[Referring expression pointing data]
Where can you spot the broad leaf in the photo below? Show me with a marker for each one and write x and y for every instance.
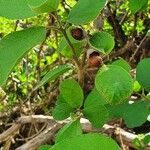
(97, 115)
(134, 114)
(114, 84)
(94, 109)
(137, 5)
(143, 73)
(44, 147)
(62, 110)
(136, 86)
(103, 42)
(72, 93)
(85, 11)
(42, 6)
(94, 98)
(88, 142)
(70, 130)
(53, 74)
(122, 63)
(14, 46)
(15, 9)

About this task. Each line above is to be duplicated exactly, and the pictures are to be omitted.

Answer space.
Where can you spot the broad leaf in the photo below? Show me with a marker for each one and write x and y for every instance.
(97, 115)
(134, 114)
(114, 84)
(94, 109)
(137, 5)
(143, 73)
(44, 147)
(62, 110)
(136, 86)
(103, 42)
(72, 93)
(85, 11)
(42, 6)
(94, 98)
(88, 142)
(70, 130)
(53, 74)
(122, 63)
(14, 46)
(15, 9)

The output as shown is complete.